Output every line of the listing below as a numbered list, skipping any blank lines.

Entries from a set of point annotations
↓↓↓
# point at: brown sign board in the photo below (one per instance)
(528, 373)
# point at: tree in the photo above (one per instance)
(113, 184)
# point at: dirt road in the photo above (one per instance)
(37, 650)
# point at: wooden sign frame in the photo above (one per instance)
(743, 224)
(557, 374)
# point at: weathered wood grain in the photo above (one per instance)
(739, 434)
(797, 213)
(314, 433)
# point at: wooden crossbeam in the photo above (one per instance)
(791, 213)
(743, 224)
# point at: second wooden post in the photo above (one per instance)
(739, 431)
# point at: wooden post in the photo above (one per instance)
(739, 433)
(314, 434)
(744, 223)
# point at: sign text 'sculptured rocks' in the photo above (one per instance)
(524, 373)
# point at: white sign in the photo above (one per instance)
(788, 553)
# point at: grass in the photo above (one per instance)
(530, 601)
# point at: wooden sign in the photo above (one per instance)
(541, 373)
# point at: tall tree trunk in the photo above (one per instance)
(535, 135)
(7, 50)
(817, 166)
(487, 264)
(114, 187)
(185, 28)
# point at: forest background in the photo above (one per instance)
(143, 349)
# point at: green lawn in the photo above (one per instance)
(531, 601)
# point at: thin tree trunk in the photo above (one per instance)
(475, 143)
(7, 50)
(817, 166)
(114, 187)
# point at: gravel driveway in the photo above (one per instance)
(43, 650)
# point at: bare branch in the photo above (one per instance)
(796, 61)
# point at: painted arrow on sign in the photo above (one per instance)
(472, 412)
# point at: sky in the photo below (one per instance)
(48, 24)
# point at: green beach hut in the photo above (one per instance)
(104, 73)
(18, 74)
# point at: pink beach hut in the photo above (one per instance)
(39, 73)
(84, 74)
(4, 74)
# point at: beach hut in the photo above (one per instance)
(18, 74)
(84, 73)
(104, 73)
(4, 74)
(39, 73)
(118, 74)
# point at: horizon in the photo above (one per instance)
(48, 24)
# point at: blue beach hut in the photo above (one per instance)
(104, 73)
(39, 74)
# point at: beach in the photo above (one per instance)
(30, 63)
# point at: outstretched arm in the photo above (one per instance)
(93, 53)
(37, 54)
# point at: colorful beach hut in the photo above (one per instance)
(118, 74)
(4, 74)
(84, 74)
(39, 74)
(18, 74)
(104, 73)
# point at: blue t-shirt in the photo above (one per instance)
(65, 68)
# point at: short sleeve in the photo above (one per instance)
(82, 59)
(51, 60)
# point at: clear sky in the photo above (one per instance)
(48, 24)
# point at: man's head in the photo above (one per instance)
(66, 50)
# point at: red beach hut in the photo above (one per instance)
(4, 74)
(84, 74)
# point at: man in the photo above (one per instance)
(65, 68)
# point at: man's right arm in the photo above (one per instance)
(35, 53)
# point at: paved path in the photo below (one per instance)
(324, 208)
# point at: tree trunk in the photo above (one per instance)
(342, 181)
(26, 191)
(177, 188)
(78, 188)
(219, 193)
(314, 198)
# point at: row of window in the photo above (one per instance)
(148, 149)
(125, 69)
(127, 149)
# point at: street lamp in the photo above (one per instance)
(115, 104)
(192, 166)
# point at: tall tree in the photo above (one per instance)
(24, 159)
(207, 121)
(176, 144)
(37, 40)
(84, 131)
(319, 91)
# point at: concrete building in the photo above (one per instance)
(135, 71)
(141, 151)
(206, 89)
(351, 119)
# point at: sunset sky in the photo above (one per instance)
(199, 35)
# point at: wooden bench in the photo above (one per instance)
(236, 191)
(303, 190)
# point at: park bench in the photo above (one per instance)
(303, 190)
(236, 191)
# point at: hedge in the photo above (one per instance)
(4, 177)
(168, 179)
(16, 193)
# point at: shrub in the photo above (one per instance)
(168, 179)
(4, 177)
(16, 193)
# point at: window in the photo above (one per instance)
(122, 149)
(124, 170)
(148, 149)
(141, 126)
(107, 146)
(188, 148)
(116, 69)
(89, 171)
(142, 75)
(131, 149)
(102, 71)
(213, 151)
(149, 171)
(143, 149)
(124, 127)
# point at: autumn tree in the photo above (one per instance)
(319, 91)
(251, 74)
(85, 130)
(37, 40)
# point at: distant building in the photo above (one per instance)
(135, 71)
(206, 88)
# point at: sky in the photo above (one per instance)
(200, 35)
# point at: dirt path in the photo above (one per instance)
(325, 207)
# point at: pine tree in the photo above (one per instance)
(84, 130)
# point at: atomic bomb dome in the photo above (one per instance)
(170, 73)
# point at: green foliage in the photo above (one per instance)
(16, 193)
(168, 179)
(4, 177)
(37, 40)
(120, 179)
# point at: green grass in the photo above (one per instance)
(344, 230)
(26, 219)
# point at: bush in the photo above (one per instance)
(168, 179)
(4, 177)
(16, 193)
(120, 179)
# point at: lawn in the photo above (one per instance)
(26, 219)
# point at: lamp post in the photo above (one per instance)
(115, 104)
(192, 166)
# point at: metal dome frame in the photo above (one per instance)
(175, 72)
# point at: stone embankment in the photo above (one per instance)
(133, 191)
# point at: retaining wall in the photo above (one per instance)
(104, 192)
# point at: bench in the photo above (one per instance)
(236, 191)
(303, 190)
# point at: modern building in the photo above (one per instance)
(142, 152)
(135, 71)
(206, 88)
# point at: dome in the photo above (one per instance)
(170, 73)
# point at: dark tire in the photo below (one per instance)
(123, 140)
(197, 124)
↑↑↑
_Solved exercise_
1. # point at: brown sign board in the photo below (one per instance)
2. (528, 373)
3. # point at: tree in the photo above (one per instance)
4. (113, 184)
5. # point at: dirt road in the photo above (one per instance)
6. (37, 650)
7. # point at: wooden sign frame in the photo above (one per instance)
8. (743, 224)
9. (557, 374)
10. # point at: weathered wood grain in the photo above (one per instance)
11. (739, 434)
12. (797, 213)
13. (314, 433)
14. # point at: wooden crossbeam in the photo above (one per instance)
15. (791, 213)
16. (743, 224)
17. # point at: second wooden post in the photo above (one per instance)
18. (739, 431)
19. # point at: wooden post in the photo above (one per instance)
20. (739, 433)
21. (314, 434)
22. (744, 223)
23. # point at: sign text 'sculptured rocks' in the photo above (one per instance)
24. (524, 373)
25. # point at: white sign in the photo above (one per instance)
26. (788, 553)
27. # point at: grass in the photo above (one per instance)
28. (530, 601)
29. # point at: wooden sign in the photo above (one per instance)
30. (541, 373)
31. # point at: tall tree trunk in the photo above (one per instance)
32. (535, 135)
33. (7, 50)
34. (817, 166)
35. (487, 264)
36. (114, 187)
37. (185, 28)
38. # point at: forest background in the photo above (one per instance)
39. (143, 349)
40. # point at: green lawn in the photo above (one per instance)
41. (531, 601)
42. # point at: thin tree trunk in the photo above (one per instance)
43. (475, 143)
44. (7, 50)
45. (817, 166)
46. (114, 187)
47. # point at: gravel driveway in the photo above (one per instance)
48. (43, 650)
49. # point at: bare branch in the photo above (one per instance)
50. (796, 61)
51. # point at: painted arrow on sign in the photo above (one per instance)
52. (472, 412)
53. # point at: sky in the photo below (one per instance)
54. (48, 24)
55. # point at: green beach hut in the photo above (one per instance)
56. (104, 73)
57. (18, 74)
58. # point at: pink beach hut in the photo above (one per instance)
59. (39, 73)
60. (84, 74)
61. (4, 74)
62. # point at: beach hut in the photo above (one per instance)
63. (18, 74)
64. (84, 73)
65. (104, 73)
66. (4, 74)
67. (39, 73)
68. (118, 74)
69. # point at: horizon in the photo above (one per instance)
70. (48, 24)
71. # point at: blue beach hut in the photo above (one per instance)
72. (104, 73)
73. (39, 74)
74. # point at: beach in the photo above (one per instance)
75. (30, 63)
76. # point at: outstretched arm in the photo above (one per instance)
77. (93, 53)
78. (37, 54)
79. # point at: colorful beach hut in the photo above (one per instance)
80. (118, 74)
81. (4, 74)
82. (84, 74)
83. (39, 74)
84. (18, 74)
85. (104, 73)
86. # point at: blue t-shirt in the photo above (one per instance)
87. (65, 68)
88. # point at: short sleeve in the photo above (one per instance)
89. (82, 59)
90. (51, 60)
91. # point at: clear sky in the photo above (one per instance)
92. (48, 24)
93. # point at: man's head in the photo above (one per instance)
94. (66, 50)
95. # point at: red beach hut in the photo above (one per instance)
96. (4, 74)
97. (84, 74)
98. # point at: man in the photo above (one per instance)
99. (65, 68)
100. # point at: man's right arm in the photo above (one per instance)
101. (35, 53)
102. # point at: paved path in the photo below (one per instance)
103. (324, 208)
104. # point at: tree trunk in the photo above (one per instance)
105. (342, 181)
106. (26, 191)
107. (177, 188)
108. (78, 188)
109. (219, 193)
110. (314, 198)
111. # point at: row of window in the photo above (one per instance)
112. (148, 149)
113. (125, 69)
114. (127, 149)
115. # point at: street lamp in the photo above (one per instance)
116. (115, 104)
117. (192, 166)
118. # point at: tall tree in the photo above (one per instance)
119. (24, 159)
120. (207, 121)
121. (176, 144)
122. (37, 40)
123. (84, 131)
124. (319, 91)
125. # point at: concrete building in the photo above (one per instance)
126. (135, 71)
127. (141, 151)
128. (206, 89)
129. (351, 119)
130. # point at: sunset sky in the photo above (one per instance)
131. (199, 35)
132. # point at: wooden bench in the photo above (one per instance)
133. (236, 191)
134. (303, 190)
135. # point at: park bench in the photo above (one per instance)
136. (303, 190)
137. (236, 191)
138. # point at: hedge in the photo above (one per instance)
139. (4, 177)
140. (168, 179)
141. (16, 193)
142. # point at: shrub in the photo above (one per instance)
143. (168, 179)
144. (4, 177)
145. (16, 193)
146. # point at: window in the photo above (one per instance)
147. (122, 149)
148. (124, 170)
149. (148, 149)
150. (141, 126)
151. (107, 146)
152. (188, 148)
153. (116, 69)
154. (89, 171)
155. (142, 75)
156. (131, 149)
157. (102, 71)
158. (213, 151)
159. (149, 171)
160. (143, 149)
161. (124, 127)
162. # point at: autumn tree in the photo above (one per instance)
163. (319, 91)
164. (251, 74)
165. (85, 130)
166. (37, 40)
167. # point at: distant building in the photo above (one per instance)
168. (135, 71)
169. (206, 88)
170. # point at: sky in the photo above (one per instance)
171. (200, 35)
172. # point at: dirt path in the photo above (one per instance)
173. (325, 207)
174. # point at: pine tree in the photo above (one per instance)
175. (84, 130)
176. # point at: atomic bomb dome in the photo above (one per instance)
177. (170, 73)
178. # point at: green foliage in the photo above (one per instance)
179. (16, 193)
180. (168, 179)
181. (4, 177)
182. (37, 40)
183. (120, 179)
184. # point at: green grass in the photo above (one per instance)
185. (344, 230)
186. (26, 219)
187. # point at: bush in the photo above (one per instance)
188. (168, 179)
189. (4, 177)
190. (16, 193)
191. (120, 179)
192. # point at: lawn in the photo above (one per instance)
193. (26, 219)
194. # point at: lamp post in the photo above (one per instance)
195. (115, 104)
196. (192, 166)
197. # point at: metal dome frame in the photo above (one per instance)
198. (175, 72)
199. # point at: stone embankment in the photo above (one per instance)
200. (133, 191)
201. # point at: retaining wall in the photo above (one per instance)
202. (104, 192)
203. # point at: bench in the photo above (one per instance)
204. (236, 191)
205. (303, 190)
206. # point at: modern building in the photo above (one per instance)
207. (142, 152)
208. (135, 71)
209. (206, 88)
210. # point at: dome in the photo above (one per instance)
211. (170, 73)
212. # point at: dark tire in the photo below (one per instance)
213. (123, 140)
214. (197, 124)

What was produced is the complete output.